## [Explore the material]
(A) Write out the passage of the foster care lawsuit article starting with "The Thurgood Marshall" and going on through "Gov. Kathy Hochul.".
(B) In the foster care lawsuit article, how many children brought the lawsuit?
(C) Carry on the foster care lawsuit article from the point where it stops.

## [Page extract]
^^^^^^^^

ENTERTAINMENT

Federal appeals court revives NYC foster care lawsuit – amNewYork

IMG_0929

The Thurgood Marshall United States Courthouse at 40 Foley Square in Manhattan.

Photo by Andrew Denney

Foster kids whose relatives were denied certification to care for them, sometimes based on decades-old criminal convictions, revived their civil rights suit on Monday as a federal appellate court declared they have standing to sue New York City and Gov. Kathy Hochul.

Judges reversed a lower court’s dismissal of a lawsuit brought by 14 children whose family members wanted to become “kin caregivers” recognized by the state, a status that qualifies them for subsidies, medical care and caregiver training. The plaintiffs say the denials breached their relatives’ due process rights in the lawsuit first filed in Brooklyn federal court. 

Finding lack of standing, and reasoning that the plaintiffs asserted only the rights of their third-party relatives, the trial court dismissed the suit. 

That was a mistake, the U.S. Court of Appeals for the Second Circuit said. 

“The plaintiffs have suffered a real-world harm: They have been denied a certified placement with a relative foster parent,” U.S. Circuit Judge Steven Menashi wrote for the three-judge panel.

He went on to note that kids who weren’t placed with another foster family were denied the medical and social services that come with foster placement, and those in the care of non-relatives were exposed to the risks of mental and emotional harm. 

“These are real-world injuries, traceable to the defendants, and redressable by a favorable ruling. The district court erred by ruling otherwise,” Menashi wrote. 

He was joined on the decision by U.S. Circuit Judges Michael Park and Maria Araújo Kahn. 

Lisa Freeman heads up the Special Litigation and Law Reform Unit with the Juvenile Rights Practice at the Legal Aid Society, which represents the plaintiffs along with the firm Dechert LLP.

She called the decision “a powerful recognition that children’s constitutional rights may be violated when the state blocks them from living with their families.” 

“The court made clear that denying children placement with relatives may deprive them of stability, vital services, and family connections, as well as expose them to serious emotional and psychological harm,” Freeman said in a statement Monday. “This ruling affirms that children have their own constitutional rights at stake when government policies deprive them of willing and capable kin foster parents.”

^^^^^^^^

## [Extracted data]
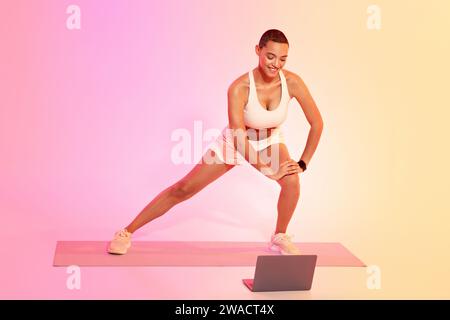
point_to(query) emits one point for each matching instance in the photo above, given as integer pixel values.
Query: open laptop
(282, 273)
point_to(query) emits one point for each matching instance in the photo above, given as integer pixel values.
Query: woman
(257, 106)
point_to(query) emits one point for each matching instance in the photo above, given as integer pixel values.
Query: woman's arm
(304, 98)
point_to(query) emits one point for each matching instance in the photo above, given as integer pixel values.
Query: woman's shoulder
(240, 85)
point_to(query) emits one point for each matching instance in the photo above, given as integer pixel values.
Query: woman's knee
(182, 190)
(291, 181)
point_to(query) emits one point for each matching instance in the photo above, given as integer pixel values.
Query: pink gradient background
(86, 118)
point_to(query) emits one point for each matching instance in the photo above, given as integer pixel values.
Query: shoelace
(122, 234)
(286, 237)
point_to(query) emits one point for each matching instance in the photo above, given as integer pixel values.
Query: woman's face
(272, 57)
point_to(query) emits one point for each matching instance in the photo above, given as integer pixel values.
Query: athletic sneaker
(120, 243)
(281, 242)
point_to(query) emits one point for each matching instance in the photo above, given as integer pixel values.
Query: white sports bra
(258, 117)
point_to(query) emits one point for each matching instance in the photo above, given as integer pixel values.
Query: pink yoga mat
(187, 253)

^^^^^^^^

## [Task responses]
(A)
The Thurgood Marshall United States Courthouse at 40 Foley Square in Manhattan.

Photo by Andrew Denney

Foster kids whose relatives were denied certification to care for them, sometimes based on decades-old criminal convictions, revived their civil rights suit on Monday as a federal appellate court declared they have standing to sue New York City and Gov. Kathy Hochul.

(B) 14 children.

(C)
A spokesperson for NYC’s Administration for Children’s Services responded to the ruling in a brief statement: “Finding safe, loving homes for children who need to come into foster care is essential. We are reviewing the decision of the 2nd Circuit.” 

The panel found some claims were moot, because two plaintiffs are now in the care of a relative foster parent, and another has aged out of the foster system. Reversing in part and affirming in part the lower court’s ruling, the judges remanded the case, which also names New York State Office of Children and Family Services Commissioner Sheila Poole, to the Eastern District of New York. 

Kin caregivers and automatic dismissals

When he was just 3 months old, B.B., the lead plaintiff in the 2021 case, was removed from his mother’s care and released to the care of his great-grandparents. The couple helped the young child, who has autism and is nonverbal, learn some sign language to communicate with his family, and even saved his life by getting him medical treatment for chronic lung disease and asthma.

But B.B.’s great-grandparents weren’t approved to get financial support as parents under the state’s kin caregiver program because back in 1995, the child’s great-grandfather was convicted of attempted burglary in the second degree. The count is one of the 300 felony charges that warrants either lifetime or five-year mandatory disqualification. 

“Children who spend time in stranger foster care have poorer school performance and are more susceptible to homelessness, arrest, chemical dependency, and mental and physical illness than children who remain with their families,” the federal complaint says.

Kids placed with family members, in turn, have reduced trauma and higher rates of behavioral and emotional well-being, according to a 2018 New York City interagency report. 

Through foster parent certification, families can get child care subsidies from the state, and foster children are automatically eligible for Medicaid and post-adoption services, like counseling and caregiver training.

Until 2008, foster and adoptive parents went through individual assessments, according to the complaint — but then the state began automatically denying the applications of people convicted of certain felonies, including criminal marijuana possession and possession of a weapon. 

In addition, a discretionary system can block prospective kin caregivers based on past charges alone, and based on anyone in the household over 18 ever having been the subject of an indicated report in the state’s child abuse registry.

The plaintiffs want to do away with the automatic dismissals, which they say are unconstitutional, and to return to individualized evaluations.